Content starts

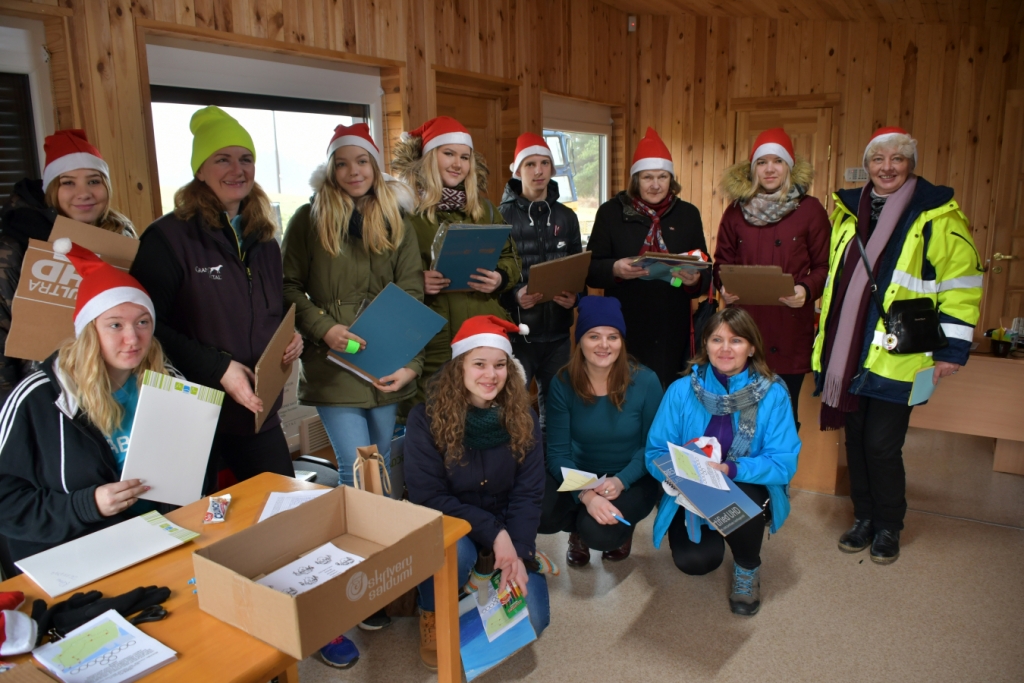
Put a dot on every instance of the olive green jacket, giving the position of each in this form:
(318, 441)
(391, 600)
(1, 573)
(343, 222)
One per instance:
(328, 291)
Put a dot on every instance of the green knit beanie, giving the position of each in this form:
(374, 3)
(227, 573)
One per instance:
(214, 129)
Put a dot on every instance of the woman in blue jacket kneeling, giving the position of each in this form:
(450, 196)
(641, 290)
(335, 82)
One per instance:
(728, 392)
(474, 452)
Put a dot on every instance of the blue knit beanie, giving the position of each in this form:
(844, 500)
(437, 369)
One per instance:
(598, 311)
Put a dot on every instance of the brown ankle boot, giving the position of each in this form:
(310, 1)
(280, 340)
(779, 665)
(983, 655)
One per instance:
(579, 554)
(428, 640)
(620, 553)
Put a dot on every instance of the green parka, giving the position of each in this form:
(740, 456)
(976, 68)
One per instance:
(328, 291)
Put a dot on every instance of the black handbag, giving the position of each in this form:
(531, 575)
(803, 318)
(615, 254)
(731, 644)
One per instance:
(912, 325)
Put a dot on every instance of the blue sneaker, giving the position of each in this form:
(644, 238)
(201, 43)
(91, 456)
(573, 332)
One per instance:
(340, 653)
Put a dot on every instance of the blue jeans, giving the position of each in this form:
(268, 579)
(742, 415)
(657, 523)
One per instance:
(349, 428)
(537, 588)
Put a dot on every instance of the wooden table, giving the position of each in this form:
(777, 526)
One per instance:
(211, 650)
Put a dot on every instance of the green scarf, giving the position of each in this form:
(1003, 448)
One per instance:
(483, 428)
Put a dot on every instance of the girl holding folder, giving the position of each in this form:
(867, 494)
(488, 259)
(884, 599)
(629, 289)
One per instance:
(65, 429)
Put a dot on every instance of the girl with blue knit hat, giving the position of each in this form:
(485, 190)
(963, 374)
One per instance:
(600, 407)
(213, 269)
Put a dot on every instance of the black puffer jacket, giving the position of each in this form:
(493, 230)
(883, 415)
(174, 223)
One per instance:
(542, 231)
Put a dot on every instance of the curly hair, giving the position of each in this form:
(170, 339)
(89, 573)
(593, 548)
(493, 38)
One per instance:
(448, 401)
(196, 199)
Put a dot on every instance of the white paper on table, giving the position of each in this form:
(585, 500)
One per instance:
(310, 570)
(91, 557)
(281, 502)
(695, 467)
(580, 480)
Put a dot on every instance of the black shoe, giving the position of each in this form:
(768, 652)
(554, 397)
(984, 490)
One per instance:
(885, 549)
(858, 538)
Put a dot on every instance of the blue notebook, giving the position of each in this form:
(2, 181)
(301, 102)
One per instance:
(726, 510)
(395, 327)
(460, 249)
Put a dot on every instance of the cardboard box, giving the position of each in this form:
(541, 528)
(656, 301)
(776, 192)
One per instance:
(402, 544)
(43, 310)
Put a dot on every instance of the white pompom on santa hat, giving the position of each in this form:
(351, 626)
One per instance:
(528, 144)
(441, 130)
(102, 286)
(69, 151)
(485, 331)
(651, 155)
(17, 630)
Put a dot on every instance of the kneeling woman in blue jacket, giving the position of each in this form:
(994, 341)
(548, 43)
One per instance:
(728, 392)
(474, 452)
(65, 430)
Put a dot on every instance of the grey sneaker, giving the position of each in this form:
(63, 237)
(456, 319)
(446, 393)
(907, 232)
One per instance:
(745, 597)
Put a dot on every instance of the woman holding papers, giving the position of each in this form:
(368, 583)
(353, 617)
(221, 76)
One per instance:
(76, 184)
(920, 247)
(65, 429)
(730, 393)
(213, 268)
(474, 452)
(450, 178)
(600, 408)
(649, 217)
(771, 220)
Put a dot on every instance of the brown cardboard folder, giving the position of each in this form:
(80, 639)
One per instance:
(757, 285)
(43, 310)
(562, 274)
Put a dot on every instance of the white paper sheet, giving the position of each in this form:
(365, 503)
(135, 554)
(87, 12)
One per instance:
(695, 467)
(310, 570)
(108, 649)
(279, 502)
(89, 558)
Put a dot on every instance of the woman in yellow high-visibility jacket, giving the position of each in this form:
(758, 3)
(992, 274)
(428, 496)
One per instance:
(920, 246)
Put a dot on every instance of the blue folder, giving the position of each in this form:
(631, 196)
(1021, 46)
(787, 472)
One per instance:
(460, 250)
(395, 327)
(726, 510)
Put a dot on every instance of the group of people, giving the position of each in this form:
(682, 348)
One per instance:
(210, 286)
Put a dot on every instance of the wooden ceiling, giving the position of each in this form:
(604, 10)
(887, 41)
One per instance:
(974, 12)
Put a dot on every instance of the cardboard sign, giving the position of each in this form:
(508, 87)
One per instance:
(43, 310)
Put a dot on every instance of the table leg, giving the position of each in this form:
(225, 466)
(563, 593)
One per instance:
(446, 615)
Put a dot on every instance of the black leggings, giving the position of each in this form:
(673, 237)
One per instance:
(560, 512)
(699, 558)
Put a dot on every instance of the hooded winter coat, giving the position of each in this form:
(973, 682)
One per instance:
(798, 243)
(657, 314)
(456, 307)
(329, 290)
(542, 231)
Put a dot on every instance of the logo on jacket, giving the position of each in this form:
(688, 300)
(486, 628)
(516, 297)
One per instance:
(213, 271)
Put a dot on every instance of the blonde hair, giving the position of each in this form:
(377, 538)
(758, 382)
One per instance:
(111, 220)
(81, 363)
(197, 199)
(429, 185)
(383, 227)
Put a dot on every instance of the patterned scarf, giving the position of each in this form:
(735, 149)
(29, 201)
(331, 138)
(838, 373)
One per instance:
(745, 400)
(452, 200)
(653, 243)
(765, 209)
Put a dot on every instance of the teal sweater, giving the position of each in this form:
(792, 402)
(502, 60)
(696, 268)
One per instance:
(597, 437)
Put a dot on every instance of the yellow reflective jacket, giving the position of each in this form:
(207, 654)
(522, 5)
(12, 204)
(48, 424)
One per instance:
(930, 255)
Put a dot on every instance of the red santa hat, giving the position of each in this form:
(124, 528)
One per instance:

Content ends

* **Requirement**:
Nothing but an exact copy of the data, without its images, should make up your answer.

* **Answer to this task**:
Put a dot on every instance of the olive green jacket, giving the position of each in this form:
(318, 441)
(391, 600)
(1, 573)
(343, 222)
One per instance:
(328, 291)
Put a dot on every instance of the green knit beanie, giving the position of each in this form:
(374, 3)
(227, 573)
One per instance:
(214, 129)
Put a dot on every instance of the woman in blue jacket kneeling, giving the position of each in this form:
(450, 196)
(641, 290)
(335, 82)
One per instance:
(728, 392)
(474, 452)
Put a dot on every instance of the blue knit beanie, giving the position of each in this form:
(844, 500)
(437, 369)
One per instance:
(598, 311)
Put a dot on every instance of the brown ankle boot, giving the position of each in this form:
(310, 1)
(280, 340)
(779, 665)
(983, 655)
One per instance:
(579, 554)
(428, 640)
(620, 553)
Put a dot on every instance of the green parka, giving the position of each in this form:
(740, 456)
(976, 68)
One per instance:
(328, 291)
Put a dot on every instance of the black handbag, giving the position of each in this form:
(531, 575)
(803, 318)
(615, 254)
(731, 644)
One per instance:
(912, 325)
Put a dot on every instance of the blue sneaker, giving the position of each in this form:
(644, 238)
(201, 43)
(91, 456)
(573, 332)
One per instance:
(340, 653)
Put a dot on every instance of the blue jeans, giving the position of each in this form:
(268, 579)
(742, 415)
(657, 523)
One per instance:
(349, 428)
(537, 588)
Put a dot on every instance of the wooden table, giving the position of each in this form:
(777, 526)
One per instance:
(211, 650)
Put a dot on every instance of the green scarf, giving the position of each in this form:
(1003, 448)
One per instance:
(483, 428)
Put a dot on every instance of the girl holding folder, giving the position of each in this form:
(867, 494)
(488, 259)
(884, 599)
(629, 289)
One per instance:
(65, 429)
Put a dot on every instance of the girl with blue knit hat, giving the position of each in this form:
(485, 190)
(963, 374)
One per instance:
(600, 407)
(213, 269)
Put a dot on every instance of the black puffer jacket, giving the position of each in this form:
(493, 230)
(883, 415)
(174, 223)
One per instance:
(542, 231)
Put a dot on every instance of the curly hair, giving the position of each in this form:
(170, 339)
(89, 573)
(593, 548)
(493, 38)
One per instance:
(448, 401)
(196, 199)
Put a dot on every instance of the white paper on table, giving the position of each in this form:
(585, 500)
One per instance:
(310, 570)
(91, 557)
(281, 502)
(695, 467)
(580, 480)
Put a dot on every instance of the black shoe, giving the position of each in this form:
(768, 652)
(554, 397)
(984, 490)
One per instance:
(885, 549)
(858, 538)
Put a dot on every instance of the blue notebook, giving the position of each in this form:
(2, 181)
(301, 102)
One per instance:
(726, 510)
(395, 327)
(460, 249)
Put a dot on every instance of the cardboard box, giving the position of each in this form:
(541, 528)
(656, 301)
(776, 192)
One per instance:
(402, 544)
(43, 310)
Put a dot on every instance of the white pompom on santa hat, giving the position of each in this form:
(351, 626)
One per instance:
(528, 144)
(441, 130)
(102, 286)
(69, 151)
(485, 331)
(651, 155)
(17, 630)
Put a dot on every instance of the kneeling woman in blue jacket, giving the position of each in this form:
(994, 341)
(548, 43)
One per instance:
(728, 392)
(474, 452)
(65, 430)
Put a dot on every instance of the grey sneaker, giving the position of each in this form:
(63, 237)
(456, 319)
(446, 393)
(907, 232)
One per instance:
(745, 597)
Put a dot on every instance of the woman holding papers, giving the position of each in this form:
(368, 583)
(353, 617)
(221, 76)
One per instance:
(76, 184)
(920, 247)
(65, 429)
(730, 393)
(213, 268)
(474, 452)
(450, 178)
(600, 408)
(649, 217)
(771, 220)
Put a dot on every instance of the brown cardboard folder, giving the position of each in this form:
(80, 639)
One per instance:
(757, 285)
(43, 310)
(562, 274)
Put a dot on every instance of the white paper sheet, giving the position of each in this form:
(365, 503)
(135, 554)
(87, 12)
One per instance:
(695, 467)
(310, 570)
(108, 649)
(279, 502)
(89, 558)
Put a dot on every instance of the woman in yellow high-visibility jacket, giving the position of each in this form:
(758, 3)
(992, 274)
(428, 496)
One per instance:
(920, 246)
Put a dot on every instance of the blue folder, giving the position of each in this form:
(631, 196)
(1021, 46)
(787, 472)
One per instance:
(460, 250)
(395, 327)
(726, 510)
Put a dot on every instance of the group of people, giving the position of each in this form:
(682, 348)
One per instance:
(210, 286)
Put a dot on every instance of the wooden ceiling, giving the position of each in this form:
(604, 10)
(887, 41)
One per instance:
(974, 12)
Put a dot on every instance of the cardboard sign, giving the position of each in this form:
(508, 87)
One per instance:
(43, 310)
Put a dot on every instance of the table leg, giving the position of each in this form:
(225, 466)
(563, 593)
One per instance:
(446, 615)
Put a dot on every instance of the black leggings, giving the position of each in this form:
(673, 237)
One per instance:
(560, 512)
(699, 558)
Put a dot on every instance of the hooded winter coat, giving the position of each in this form:
(973, 682)
One per instance:
(798, 243)
(657, 314)
(456, 307)
(329, 290)
(542, 231)
Put a dot on every instance of the logo on jacket, giving the position of each in this form:
(688, 300)
(486, 628)
(516, 297)
One per instance:
(213, 271)
Put a dot on every instance of the blonde hair, giving the position of each in this form:
(377, 538)
(758, 382)
One per instance:
(111, 220)
(81, 363)
(197, 199)
(429, 185)
(383, 227)
Put a dot on every instance of the patterned scarf, giving the position of each in this form:
(735, 149)
(29, 201)
(331, 138)
(838, 373)
One per instance:
(745, 400)
(452, 200)
(653, 243)
(765, 209)
Put a dot on every instance of the teal sweater, giving the position of each in this form:
(792, 402)
(502, 60)
(696, 268)
One per instance:
(597, 437)
Put a dot on every instance of the yellow reflective jacket, giving the position of each in this form:
(207, 654)
(522, 5)
(12, 204)
(48, 424)
One per instance:
(930, 255)
Put a dot on every instance of the red santa hat, giving the position of each in this form:
(124, 528)
One per instance:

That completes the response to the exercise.